▸ DATA
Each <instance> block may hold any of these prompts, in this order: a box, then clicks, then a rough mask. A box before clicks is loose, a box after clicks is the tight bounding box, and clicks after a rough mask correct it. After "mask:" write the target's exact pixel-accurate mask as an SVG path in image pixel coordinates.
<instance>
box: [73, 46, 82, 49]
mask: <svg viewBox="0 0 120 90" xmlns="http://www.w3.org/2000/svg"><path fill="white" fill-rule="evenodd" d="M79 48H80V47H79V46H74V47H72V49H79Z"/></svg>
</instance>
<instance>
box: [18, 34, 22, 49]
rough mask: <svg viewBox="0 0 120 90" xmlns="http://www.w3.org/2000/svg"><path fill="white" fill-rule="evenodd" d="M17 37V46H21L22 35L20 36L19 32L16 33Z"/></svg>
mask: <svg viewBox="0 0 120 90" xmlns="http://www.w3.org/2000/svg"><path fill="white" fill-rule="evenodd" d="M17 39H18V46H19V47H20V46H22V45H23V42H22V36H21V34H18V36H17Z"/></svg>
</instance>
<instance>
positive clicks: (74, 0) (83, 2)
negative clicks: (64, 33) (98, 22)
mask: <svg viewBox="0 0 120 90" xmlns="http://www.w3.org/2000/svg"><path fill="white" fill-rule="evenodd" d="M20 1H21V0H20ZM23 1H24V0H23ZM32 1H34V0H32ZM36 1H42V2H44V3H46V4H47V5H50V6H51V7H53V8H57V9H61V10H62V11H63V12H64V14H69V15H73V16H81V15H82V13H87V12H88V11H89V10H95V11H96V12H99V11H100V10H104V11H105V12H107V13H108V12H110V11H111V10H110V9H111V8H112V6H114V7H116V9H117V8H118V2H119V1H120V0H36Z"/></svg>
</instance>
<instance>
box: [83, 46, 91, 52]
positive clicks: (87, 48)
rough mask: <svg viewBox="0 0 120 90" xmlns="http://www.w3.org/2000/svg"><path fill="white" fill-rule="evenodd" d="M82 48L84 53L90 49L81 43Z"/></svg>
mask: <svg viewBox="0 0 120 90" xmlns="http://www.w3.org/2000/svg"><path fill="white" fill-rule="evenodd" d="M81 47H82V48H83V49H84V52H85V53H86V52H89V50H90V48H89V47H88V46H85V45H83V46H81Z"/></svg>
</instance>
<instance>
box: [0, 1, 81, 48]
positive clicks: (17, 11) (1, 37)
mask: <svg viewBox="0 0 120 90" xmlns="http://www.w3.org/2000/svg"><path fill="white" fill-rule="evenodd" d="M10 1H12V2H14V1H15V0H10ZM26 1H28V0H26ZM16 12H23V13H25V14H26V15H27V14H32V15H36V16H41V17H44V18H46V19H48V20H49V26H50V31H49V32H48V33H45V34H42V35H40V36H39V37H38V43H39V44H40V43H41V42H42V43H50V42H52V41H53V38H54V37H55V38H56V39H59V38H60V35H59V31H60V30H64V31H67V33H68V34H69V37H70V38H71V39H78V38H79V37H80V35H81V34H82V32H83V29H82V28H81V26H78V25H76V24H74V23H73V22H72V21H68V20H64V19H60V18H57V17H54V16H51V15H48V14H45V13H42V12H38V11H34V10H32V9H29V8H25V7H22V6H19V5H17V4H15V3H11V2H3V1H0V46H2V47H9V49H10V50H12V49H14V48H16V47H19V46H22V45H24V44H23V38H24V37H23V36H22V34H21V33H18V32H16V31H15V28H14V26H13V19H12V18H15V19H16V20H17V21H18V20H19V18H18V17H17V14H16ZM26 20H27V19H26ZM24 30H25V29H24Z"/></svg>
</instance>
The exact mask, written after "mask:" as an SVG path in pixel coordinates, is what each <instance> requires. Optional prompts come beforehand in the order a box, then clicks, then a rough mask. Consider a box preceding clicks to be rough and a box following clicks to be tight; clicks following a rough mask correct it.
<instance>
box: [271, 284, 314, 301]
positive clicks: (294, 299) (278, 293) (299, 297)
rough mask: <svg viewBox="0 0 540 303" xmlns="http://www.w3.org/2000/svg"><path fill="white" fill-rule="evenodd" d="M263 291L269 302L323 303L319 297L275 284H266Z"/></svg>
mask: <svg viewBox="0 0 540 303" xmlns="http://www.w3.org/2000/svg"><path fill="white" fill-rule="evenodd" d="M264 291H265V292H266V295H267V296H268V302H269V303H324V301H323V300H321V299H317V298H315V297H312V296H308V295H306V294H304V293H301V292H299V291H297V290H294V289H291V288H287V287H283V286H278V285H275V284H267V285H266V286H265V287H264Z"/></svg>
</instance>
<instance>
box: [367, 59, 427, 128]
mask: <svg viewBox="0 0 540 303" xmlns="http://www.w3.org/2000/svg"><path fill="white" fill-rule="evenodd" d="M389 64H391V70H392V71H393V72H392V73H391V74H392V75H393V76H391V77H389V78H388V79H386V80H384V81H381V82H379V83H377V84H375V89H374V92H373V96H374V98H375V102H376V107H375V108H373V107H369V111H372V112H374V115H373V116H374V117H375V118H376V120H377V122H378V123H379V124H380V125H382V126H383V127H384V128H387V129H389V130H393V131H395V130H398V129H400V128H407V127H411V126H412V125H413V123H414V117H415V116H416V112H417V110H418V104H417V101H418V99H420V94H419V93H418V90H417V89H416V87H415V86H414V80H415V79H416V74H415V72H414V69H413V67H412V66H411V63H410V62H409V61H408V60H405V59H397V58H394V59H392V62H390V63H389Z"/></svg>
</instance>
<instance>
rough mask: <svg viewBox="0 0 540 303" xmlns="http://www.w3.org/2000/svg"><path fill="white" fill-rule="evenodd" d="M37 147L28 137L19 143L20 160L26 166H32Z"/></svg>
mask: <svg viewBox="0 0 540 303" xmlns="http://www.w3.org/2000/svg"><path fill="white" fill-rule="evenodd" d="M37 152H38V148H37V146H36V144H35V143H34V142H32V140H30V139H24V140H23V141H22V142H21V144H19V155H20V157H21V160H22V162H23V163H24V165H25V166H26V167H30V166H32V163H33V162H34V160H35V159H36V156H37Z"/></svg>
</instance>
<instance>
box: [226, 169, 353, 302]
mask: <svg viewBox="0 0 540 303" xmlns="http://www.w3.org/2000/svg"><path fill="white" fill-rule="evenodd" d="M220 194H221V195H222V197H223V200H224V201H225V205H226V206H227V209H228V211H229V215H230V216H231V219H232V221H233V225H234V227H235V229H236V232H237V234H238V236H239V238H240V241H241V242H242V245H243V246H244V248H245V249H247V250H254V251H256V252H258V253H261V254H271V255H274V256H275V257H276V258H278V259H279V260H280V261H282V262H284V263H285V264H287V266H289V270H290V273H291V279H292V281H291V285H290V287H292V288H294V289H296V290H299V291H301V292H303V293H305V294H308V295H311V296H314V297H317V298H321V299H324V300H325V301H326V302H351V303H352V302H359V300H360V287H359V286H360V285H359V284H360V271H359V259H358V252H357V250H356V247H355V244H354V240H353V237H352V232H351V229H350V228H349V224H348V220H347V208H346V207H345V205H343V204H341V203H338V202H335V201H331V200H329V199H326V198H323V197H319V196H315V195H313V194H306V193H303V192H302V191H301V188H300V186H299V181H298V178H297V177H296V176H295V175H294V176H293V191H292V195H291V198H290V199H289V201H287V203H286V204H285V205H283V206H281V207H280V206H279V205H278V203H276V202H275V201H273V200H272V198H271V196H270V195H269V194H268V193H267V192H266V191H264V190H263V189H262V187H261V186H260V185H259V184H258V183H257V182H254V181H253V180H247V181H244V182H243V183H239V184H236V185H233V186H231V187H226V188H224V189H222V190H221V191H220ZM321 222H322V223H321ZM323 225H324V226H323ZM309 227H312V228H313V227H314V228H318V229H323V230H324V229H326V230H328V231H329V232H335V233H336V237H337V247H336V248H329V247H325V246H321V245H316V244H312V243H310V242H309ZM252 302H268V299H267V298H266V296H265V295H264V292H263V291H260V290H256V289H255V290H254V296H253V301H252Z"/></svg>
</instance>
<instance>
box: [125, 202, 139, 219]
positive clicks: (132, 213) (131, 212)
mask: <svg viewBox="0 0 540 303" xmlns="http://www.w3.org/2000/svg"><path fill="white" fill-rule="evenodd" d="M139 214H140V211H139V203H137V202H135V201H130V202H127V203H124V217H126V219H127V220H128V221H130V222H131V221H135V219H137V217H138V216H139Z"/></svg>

▸ JOB ITEM
Convert the listing, from its first line through the line containing "box: [73, 46, 82, 49]", into a Markdown table with the columns Row and Content. Give each line its row number, and omit blank lines.

▸ OUTPUT FOR THIS TASK
| Row | Content |
|---|---|
| 1 | Each <instance> block may hold any of these prompts, in this order: a box, then clicks, then a rough mask. A box before clicks is loose, a box after clicks is the tight bounding box, and clicks after a rough mask correct it. After "mask:" write the target's exact pixel-accurate mask as an SVG path in image pixel coordinates. |
| 2 | <instance> |
| 3 | box: [73, 46, 82, 49] |